WHAT THE TASK ASKS: Extract every line of the listing below that contains the word "shelf".

--- Start EXERCISE DATA ---

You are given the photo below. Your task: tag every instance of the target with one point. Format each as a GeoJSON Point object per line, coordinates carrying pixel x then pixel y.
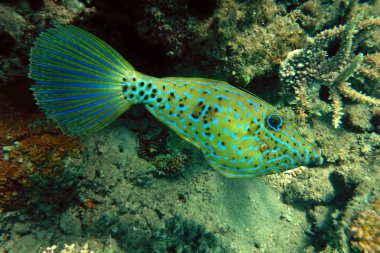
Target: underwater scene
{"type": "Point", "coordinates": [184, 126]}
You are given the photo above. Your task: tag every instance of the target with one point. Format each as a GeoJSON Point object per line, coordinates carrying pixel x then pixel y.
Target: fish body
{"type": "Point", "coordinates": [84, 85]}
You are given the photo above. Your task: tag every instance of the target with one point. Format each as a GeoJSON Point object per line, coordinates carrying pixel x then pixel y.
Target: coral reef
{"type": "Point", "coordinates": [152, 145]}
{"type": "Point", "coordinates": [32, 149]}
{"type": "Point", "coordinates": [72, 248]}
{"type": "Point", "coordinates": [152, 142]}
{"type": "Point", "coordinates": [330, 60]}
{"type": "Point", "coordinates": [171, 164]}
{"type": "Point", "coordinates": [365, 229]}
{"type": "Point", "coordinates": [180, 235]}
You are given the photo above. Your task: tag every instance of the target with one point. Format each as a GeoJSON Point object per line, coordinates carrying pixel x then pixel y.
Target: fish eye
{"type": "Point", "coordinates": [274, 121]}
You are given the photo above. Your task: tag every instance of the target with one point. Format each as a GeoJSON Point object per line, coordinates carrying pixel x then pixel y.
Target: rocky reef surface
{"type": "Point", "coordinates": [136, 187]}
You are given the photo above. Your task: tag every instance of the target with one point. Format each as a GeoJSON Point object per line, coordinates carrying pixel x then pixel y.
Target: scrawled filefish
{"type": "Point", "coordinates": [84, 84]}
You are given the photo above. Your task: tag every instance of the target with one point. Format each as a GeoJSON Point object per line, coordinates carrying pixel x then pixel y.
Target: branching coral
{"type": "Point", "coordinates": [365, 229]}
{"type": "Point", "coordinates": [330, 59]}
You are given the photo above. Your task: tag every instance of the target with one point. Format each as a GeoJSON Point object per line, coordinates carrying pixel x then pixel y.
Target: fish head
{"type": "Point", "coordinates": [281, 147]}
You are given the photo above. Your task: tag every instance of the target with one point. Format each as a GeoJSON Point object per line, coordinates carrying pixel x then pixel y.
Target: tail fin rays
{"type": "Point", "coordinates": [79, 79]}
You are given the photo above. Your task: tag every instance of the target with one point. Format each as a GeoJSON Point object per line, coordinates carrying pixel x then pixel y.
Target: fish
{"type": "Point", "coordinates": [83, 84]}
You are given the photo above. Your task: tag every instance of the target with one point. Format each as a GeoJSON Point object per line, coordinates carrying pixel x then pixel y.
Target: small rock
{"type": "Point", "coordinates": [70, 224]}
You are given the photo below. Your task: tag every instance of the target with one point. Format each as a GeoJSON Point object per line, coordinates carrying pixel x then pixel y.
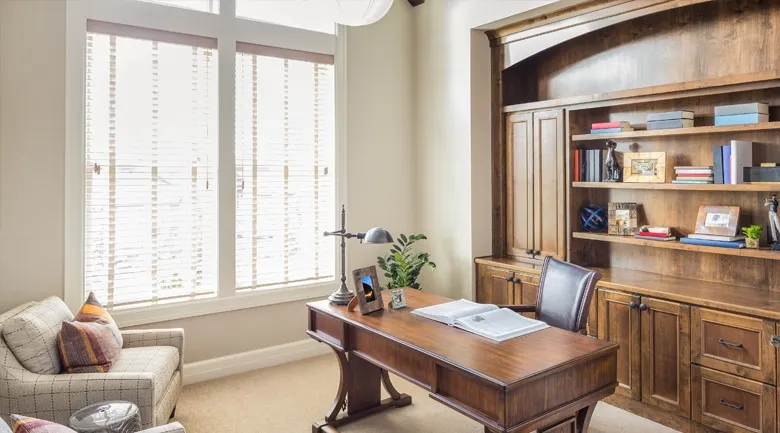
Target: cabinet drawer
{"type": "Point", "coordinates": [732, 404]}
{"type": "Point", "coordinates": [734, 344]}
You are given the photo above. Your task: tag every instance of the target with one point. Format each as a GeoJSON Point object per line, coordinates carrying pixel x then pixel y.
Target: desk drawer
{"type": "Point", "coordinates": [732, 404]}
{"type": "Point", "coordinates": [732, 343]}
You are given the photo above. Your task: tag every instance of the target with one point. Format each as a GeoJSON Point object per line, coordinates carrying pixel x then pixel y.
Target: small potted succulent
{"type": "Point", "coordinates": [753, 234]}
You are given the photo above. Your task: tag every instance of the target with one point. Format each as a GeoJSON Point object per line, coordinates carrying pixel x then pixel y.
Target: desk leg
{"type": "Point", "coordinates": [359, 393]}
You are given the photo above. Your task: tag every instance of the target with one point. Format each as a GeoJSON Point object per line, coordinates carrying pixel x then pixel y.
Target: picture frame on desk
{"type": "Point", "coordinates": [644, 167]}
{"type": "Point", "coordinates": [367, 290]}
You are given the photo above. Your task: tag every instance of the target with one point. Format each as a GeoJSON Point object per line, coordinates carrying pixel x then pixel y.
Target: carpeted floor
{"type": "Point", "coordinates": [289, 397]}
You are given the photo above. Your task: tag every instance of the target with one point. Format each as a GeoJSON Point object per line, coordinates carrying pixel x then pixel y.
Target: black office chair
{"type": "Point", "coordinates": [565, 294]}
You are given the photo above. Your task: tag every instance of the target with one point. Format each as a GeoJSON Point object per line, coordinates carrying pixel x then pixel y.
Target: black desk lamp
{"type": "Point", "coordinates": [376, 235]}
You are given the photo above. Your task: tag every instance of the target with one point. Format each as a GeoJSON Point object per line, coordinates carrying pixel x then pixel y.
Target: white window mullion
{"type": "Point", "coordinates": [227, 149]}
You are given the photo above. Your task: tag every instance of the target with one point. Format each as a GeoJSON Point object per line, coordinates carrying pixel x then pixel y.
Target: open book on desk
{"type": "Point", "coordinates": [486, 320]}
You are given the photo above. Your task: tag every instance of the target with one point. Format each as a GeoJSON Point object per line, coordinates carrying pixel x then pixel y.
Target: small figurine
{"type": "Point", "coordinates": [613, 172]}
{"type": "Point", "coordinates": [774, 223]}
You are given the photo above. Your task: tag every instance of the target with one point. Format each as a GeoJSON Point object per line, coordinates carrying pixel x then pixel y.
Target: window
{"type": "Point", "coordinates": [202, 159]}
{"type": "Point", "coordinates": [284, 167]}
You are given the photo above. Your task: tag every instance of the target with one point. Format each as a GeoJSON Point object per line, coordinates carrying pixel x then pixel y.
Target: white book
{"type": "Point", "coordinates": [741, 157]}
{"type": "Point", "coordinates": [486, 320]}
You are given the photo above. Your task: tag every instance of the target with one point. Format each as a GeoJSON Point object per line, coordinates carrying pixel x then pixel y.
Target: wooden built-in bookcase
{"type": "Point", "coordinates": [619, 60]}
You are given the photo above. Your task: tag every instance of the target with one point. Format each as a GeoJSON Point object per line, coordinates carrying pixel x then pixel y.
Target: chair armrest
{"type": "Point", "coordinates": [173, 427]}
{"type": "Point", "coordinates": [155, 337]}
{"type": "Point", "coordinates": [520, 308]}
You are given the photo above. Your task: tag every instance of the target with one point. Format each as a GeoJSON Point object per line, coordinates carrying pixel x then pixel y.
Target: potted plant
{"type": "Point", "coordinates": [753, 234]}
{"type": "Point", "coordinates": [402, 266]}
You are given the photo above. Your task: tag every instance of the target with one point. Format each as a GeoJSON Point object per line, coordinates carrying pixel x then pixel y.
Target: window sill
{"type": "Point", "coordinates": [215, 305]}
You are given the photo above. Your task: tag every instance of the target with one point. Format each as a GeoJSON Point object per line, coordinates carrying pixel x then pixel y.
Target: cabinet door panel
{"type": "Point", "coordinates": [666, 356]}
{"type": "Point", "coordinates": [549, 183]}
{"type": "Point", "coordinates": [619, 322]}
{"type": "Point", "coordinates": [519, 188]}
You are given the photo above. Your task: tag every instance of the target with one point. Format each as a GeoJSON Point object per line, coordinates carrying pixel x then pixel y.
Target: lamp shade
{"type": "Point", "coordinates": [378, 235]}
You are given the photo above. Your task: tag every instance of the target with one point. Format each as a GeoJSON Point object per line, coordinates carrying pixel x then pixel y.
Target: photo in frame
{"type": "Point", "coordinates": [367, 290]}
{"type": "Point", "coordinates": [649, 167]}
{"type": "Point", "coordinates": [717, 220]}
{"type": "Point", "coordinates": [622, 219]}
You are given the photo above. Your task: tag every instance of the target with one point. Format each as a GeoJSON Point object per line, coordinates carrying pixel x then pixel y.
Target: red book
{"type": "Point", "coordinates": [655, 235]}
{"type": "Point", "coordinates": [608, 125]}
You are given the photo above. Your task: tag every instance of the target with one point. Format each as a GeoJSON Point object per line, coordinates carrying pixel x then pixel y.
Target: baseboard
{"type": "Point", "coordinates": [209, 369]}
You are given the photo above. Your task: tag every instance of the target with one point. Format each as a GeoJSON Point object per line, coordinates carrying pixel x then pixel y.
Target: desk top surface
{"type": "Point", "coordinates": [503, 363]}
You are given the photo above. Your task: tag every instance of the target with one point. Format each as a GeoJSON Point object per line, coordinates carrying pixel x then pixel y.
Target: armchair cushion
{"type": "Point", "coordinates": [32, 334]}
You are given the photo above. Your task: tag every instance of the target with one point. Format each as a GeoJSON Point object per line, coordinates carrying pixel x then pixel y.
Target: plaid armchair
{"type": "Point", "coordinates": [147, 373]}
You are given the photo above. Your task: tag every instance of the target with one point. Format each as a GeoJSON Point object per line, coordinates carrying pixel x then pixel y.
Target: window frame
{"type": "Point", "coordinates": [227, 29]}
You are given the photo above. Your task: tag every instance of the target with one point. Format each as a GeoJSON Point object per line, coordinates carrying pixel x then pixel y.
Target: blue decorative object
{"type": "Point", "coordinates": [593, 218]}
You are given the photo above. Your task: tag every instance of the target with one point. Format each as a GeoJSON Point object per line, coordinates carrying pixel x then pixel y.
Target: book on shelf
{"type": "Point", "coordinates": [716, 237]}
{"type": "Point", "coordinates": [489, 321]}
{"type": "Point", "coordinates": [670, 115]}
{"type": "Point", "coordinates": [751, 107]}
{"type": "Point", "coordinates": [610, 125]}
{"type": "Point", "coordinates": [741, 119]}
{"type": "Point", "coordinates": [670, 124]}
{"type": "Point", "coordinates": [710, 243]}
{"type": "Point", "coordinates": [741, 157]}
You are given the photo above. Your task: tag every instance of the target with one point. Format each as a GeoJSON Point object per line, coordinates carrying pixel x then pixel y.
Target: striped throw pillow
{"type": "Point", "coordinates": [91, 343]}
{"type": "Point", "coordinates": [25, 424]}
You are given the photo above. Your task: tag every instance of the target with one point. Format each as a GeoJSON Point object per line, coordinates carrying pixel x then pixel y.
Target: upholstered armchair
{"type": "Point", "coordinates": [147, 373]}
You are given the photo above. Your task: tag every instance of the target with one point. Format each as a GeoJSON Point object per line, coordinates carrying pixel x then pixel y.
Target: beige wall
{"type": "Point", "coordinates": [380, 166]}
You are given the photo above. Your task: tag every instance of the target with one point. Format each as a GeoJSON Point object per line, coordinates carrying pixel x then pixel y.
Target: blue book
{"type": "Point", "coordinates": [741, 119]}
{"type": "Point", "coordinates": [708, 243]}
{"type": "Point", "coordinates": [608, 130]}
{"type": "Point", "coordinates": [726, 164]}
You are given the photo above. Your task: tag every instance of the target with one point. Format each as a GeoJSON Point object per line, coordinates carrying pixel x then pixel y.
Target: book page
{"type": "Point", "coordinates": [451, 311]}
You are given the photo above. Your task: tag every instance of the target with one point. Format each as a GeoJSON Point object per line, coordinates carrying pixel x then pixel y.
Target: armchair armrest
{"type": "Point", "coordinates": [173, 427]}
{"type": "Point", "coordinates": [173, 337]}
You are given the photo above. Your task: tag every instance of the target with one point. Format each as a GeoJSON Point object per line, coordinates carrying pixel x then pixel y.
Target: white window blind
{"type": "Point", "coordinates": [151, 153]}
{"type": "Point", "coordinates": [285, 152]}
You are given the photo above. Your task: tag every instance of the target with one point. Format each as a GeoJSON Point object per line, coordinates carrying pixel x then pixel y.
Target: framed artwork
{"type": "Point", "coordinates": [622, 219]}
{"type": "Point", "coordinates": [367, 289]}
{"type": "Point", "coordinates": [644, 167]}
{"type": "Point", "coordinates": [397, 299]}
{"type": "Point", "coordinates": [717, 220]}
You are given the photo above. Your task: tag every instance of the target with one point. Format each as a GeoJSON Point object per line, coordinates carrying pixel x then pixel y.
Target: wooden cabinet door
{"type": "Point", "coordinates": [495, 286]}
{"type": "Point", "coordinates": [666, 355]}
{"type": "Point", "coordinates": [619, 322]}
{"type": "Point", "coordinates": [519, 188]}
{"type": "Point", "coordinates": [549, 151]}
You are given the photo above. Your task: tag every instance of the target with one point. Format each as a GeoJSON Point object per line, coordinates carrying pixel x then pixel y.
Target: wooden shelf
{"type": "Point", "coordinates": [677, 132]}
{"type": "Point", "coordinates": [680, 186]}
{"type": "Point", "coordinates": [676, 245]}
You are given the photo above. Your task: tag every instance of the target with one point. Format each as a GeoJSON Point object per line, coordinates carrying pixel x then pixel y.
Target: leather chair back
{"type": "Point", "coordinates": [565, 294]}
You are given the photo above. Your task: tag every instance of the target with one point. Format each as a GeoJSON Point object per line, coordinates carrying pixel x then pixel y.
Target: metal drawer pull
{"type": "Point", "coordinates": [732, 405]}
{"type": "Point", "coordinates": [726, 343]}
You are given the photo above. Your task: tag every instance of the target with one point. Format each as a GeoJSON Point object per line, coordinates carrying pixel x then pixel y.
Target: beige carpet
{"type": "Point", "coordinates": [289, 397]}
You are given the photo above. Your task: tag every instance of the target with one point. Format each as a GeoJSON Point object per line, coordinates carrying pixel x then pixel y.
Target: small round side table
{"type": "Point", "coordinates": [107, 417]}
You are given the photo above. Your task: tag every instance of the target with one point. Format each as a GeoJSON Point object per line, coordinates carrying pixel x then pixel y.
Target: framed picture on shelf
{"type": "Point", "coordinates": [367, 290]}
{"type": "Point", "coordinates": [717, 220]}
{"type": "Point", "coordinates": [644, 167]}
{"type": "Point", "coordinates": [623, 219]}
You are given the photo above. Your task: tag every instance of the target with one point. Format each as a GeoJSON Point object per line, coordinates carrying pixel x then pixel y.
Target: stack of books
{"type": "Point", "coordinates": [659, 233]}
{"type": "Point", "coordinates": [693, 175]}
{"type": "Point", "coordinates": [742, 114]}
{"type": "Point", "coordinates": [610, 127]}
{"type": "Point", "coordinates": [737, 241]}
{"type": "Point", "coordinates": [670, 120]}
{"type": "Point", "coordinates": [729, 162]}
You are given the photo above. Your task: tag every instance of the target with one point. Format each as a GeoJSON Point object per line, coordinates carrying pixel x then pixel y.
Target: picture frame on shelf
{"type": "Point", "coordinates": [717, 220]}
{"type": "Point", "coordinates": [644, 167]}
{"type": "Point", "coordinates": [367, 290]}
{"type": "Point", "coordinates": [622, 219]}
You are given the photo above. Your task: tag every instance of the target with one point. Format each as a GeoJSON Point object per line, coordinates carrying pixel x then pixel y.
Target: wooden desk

--- End EXERCISE DATA ---

EXERCISE RESPONSE:
Target: book on shelf
Target: wooden shelf
Target: framed picture on shelf
Target: picture frame on shelf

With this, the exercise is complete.